::: TASK INPUT :::
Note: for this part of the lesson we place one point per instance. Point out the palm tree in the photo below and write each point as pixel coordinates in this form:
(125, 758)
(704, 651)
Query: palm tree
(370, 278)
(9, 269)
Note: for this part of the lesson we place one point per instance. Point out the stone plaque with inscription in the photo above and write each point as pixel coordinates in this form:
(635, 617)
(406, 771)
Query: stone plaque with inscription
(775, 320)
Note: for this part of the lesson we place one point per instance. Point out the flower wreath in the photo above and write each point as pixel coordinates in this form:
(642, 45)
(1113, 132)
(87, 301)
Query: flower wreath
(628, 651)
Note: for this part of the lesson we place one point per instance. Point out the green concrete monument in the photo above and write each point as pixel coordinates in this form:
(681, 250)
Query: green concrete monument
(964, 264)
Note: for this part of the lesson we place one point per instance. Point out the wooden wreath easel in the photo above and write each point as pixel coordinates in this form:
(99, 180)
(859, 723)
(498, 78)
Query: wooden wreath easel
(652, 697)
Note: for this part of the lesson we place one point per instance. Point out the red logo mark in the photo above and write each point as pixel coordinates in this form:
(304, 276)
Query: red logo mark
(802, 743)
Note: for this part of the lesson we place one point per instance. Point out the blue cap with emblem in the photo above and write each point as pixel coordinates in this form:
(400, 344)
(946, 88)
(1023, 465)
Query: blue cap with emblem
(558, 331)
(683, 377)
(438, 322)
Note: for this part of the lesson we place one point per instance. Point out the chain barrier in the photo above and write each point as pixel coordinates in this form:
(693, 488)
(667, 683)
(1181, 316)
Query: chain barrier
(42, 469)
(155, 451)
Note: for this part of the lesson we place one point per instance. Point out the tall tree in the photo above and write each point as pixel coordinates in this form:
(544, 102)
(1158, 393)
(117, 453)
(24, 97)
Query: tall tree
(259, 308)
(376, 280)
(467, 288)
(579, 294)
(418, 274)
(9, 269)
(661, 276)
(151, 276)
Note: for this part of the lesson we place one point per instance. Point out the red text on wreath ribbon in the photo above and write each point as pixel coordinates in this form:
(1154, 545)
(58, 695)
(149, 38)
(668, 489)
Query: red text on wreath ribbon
:::
▶ [AIM]
Can you write out, word for word, everything from the line containing "out the green" through the last line of the items, with both ends included?

▶ [THE ANSWER]
Note: for this part of the lesson we place one point per instance. Point out the green concrete monument in the photo above and write each point as pixel coordinates in this form:
(681, 250)
Query: green concrete monument
(964, 264)
Note: for this part of the lesson we place one point per instance. Point out the wooden wreath easel in the photo above and write each point as pixel coordinates in this form:
(99, 180)
(859, 723)
(498, 78)
Query: wooden wreath easel
(652, 697)
Note: for this part of the lesson we place one point per instance. Point out the red logo mark in the photo above and write each point as pixel coordinates in this form:
(304, 276)
Query: red logo mark
(802, 743)
Note: for this part of the lesson we place one point per instance. Point out the blue cap with emblem in the photo above and write each point as pixel coordinates in this form:
(400, 344)
(946, 88)
(1023, 465)
Query: blue cap with emblem
(558, 331)
(683, 377)
(438, 322)
Note: for this part of the lesson we place one point per instance. Point out the chain barrier in the photo above and write each point as pixel coordinates in this form:
(693, 488)
(667, 683)
(1181, 316)
Query: chain barrier
(42, 469)
(155, 451)
Note: for this part of the lesson we place one point per instance. Point out the tall tree in the photo above and write each point as pixel coordinates in this form:
(544, 102)
(1158, 393)
(117, 453)
(24, 97)
Query: tall tree
(259, 308)
(376, 280)
(467, 288)
(579, 294)
(418, 274)
(9, 269)
(661, 276)
(151, 276)
Note: for this part of the lesson we place one point per instance. Point out the red text on wreath ribbon in the photo above and write each point as pixel coordinates in this form:
(1154, 545)
(58, 695)
(149, 38)
(668, 489)
Query: red text on wreath ribbon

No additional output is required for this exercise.